**SOURCE EXTRACT**

════════════════

The idea of building resilience to natural and man-made disasters is now a dominant strategic theme and operational goal in the current U.S. national security policy discourse…. Researchers in varied and distinct disciplines have struggled with the concept of resilience in their respective fields for decades. Scholars and practitioners continue to wrestle with this concept in hope of developing useful prescriptive homeland security policy guidance, and community-level assessment tools. While there is still much to debate about how to draft precise definitions of resilience and its attributes, and how to operationalize and apply resilience concepts within each discipline, overlap in the research of each discipline is significant enough to be instructive as to what makes systems resilient.45

Resilience in U.S. Homeland Security Policy

In a speech celebrating National Preparedness Month in 2009, President Obama reminded the nation that the concept of resilience “is not new, and different eras in our history reflect an unwavering focus on building national resilience.”46 In more recent times, stimulated by the threat of terrorism and a spate of high consequence natural disasters, resilience has been a central concept in U.S. homeland security policy. It has to varying degrees and with differing interpretations, found its way into major strategy and planning documents issued by the White House and DHS. It has also been applied to a number of highly specific initiatives. Efforts to operationalize this concept have been moving forward, but doing this fully and successfully has been challenging.

Resilience as a National Strategy Concept

The concept of resilience did not immediately become part of the official lexicon of homeland security as part of the nation’s reaction to 9/11. It was not mentioned in President G. W. Bush’s dramatic speech that highlighted the dangers of international terrorism and how we will fight this threat and not let it harm our freedoms and way of life.47 Nor was resilience mentioned in connection with the missions for the establishment of the Office of Homeland Security (OHS), which was given responsibilities for coordinating executive branch efforts “to detect, prepare for, prevent, protect against, respond to, and recover from terrorist attacks within the United States.”48 As it was being disbanded in 2002 to make way for the creation of DHS, OHS produced the first National Strategy for Homeland Security (NSHS).49 However, this significant first- of- its- kind strategic document for homeland security did not mention the concept of resilience either.

The devastation caused by Hurricane Katrina in 2005 led to harsh criticisms of how the federal government, as well as state and local governments, handled this situation. Given that catastrophic natural disasters such as Katrina cannot be prevented, a far more efficient and effective set of capabilities and policies for response and recovery must be instituted. To improve federal level management of major disasters, the PostKatrina Emergency Reform Act (PKERA) reorganized FEMA by making it an operational component within DHS, with wider responsibilities for federal level preparedness and the ability for the administrator to report directly to the Secretary of Homeland Security and also to the president. Its missions were given as response, recovery, and mitigation as well as protection, but there was no mention of resilience.50

The second edition of the NSHS, issued by the Homeland Security Council in 2007, represented a major step forward in producing a comprehensive homeland security strategic document that incorporated resilience as an element of safeguarding critical infrastructure of communities, including such elements as communications, supply chains, transportation systems, and cybersystems against major terror attacks or natural disasters.51 While a major step forward in embedding resilience in official policy, this document did not discuss resilience as applicable to domains other than critical infrastructure.

════════════════

**RAW DATA**
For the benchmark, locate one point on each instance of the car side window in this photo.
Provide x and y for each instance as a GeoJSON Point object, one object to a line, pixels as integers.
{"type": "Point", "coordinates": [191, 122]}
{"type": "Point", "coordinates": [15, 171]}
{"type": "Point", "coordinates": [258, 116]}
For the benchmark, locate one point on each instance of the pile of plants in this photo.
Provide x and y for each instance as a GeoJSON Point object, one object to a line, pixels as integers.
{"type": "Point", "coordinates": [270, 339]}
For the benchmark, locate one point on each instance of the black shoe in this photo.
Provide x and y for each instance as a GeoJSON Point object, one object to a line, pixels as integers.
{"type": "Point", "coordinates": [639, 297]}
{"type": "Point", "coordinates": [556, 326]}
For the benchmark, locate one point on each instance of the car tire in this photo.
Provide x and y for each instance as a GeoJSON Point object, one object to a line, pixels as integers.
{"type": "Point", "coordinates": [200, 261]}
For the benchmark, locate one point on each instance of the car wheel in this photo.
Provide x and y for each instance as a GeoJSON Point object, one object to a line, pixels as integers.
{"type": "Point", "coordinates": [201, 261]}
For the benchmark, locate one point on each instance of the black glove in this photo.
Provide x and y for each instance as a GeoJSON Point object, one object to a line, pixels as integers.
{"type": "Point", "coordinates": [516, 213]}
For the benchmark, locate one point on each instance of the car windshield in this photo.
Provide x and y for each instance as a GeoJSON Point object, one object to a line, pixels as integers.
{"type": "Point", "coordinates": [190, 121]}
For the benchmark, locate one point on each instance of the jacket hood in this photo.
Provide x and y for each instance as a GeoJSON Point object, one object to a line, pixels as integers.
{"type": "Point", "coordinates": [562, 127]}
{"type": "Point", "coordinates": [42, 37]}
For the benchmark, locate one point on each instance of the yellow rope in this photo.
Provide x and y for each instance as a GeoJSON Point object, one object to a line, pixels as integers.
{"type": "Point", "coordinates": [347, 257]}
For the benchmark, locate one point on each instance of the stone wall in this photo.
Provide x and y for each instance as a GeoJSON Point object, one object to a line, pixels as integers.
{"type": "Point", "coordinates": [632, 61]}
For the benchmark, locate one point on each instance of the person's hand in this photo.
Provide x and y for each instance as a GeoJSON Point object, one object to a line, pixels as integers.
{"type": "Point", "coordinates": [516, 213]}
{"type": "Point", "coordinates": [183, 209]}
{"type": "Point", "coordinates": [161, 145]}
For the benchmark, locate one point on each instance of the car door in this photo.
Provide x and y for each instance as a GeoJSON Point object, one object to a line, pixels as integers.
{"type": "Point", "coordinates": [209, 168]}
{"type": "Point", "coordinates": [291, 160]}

════════════════

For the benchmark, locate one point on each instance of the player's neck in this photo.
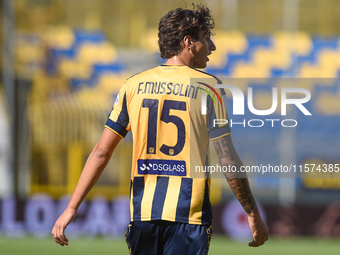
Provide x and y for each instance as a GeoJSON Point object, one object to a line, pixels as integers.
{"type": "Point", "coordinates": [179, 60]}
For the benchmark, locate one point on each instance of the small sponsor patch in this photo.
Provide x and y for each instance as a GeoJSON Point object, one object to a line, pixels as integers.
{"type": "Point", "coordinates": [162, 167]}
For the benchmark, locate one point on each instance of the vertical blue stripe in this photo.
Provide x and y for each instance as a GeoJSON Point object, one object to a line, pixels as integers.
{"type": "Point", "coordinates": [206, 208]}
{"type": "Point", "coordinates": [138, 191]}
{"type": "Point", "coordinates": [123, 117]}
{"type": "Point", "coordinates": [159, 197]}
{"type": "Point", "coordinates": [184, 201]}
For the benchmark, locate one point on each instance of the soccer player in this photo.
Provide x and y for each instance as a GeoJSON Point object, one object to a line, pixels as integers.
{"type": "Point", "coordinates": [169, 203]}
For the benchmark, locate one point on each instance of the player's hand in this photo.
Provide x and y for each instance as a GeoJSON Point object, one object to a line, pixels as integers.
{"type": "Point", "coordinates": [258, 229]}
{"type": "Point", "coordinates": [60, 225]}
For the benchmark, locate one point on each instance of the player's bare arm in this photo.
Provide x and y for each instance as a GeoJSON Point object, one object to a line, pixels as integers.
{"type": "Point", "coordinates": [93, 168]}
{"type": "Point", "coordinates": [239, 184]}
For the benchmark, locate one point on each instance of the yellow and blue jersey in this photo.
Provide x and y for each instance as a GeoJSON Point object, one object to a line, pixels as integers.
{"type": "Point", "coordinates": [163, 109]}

════════════════

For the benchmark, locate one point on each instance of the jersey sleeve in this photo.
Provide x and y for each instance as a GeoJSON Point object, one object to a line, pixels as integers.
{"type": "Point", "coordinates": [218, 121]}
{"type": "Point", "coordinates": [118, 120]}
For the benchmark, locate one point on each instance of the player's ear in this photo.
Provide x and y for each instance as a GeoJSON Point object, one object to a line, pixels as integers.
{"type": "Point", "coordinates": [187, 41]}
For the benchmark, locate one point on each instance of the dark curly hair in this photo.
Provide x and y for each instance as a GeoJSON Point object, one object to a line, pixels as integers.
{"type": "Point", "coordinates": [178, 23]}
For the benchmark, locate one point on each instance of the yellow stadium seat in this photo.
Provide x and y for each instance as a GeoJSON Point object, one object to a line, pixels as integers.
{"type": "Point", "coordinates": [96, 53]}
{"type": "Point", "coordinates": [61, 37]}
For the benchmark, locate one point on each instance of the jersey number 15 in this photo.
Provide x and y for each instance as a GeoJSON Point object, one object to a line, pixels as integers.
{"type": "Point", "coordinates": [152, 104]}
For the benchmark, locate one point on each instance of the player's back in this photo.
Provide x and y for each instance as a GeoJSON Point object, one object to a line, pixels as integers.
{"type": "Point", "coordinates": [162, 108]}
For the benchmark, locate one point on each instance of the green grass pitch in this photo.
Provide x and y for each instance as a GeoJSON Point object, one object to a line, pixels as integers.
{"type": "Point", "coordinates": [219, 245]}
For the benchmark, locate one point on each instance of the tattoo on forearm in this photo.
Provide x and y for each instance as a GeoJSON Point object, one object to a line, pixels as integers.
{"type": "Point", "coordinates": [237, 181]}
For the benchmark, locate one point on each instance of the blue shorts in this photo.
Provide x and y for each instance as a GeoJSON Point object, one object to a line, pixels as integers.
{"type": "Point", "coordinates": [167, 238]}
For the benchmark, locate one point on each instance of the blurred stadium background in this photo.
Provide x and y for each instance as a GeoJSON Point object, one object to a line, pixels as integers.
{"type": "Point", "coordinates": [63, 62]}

════════════════

**TO DO**
#1 Answer these from the resilience passage:
(a) In what year did President Obama give the speech celebrating National Preparedness Month?
(b) Which body issued the second edition of the NSHS, and in what year?
(c) What did the PostKatrina Emergency Reform Act make FEMA within DHS?
#2 Duplicate everything in the resilience passage from "Resilience in U.S." down to "has been challenging.".
The items come from a separate source that has no connection to the resilience passage.

**WORKED ANSWERS**
#1
(a) 2009
(b) The Homeland Security Council, in 2007
(c) An operational component

#2
Resilience in U.S. Homeland Security Policy

In a speech celebrating National Preparedness Month in 2009, President Obama reminded the nation that the concept of resilience “is not new, and different eras in our history reflect an unwavering focus on building national resilience.”46 In more recent times, stimulated by the threat of terrorism and a spate of high consequence natural disasters, resilience has been a central concept in U.S. homeland security policy. It has to varying degrees and with differing interpretations, found its way into major strategy and planning documents issued by the White House and DHS. It has also been applied to a number of highly specific initiatives. Efforts to operationalize this concept have been moving forward, but doing this fully and successfully has been challenging.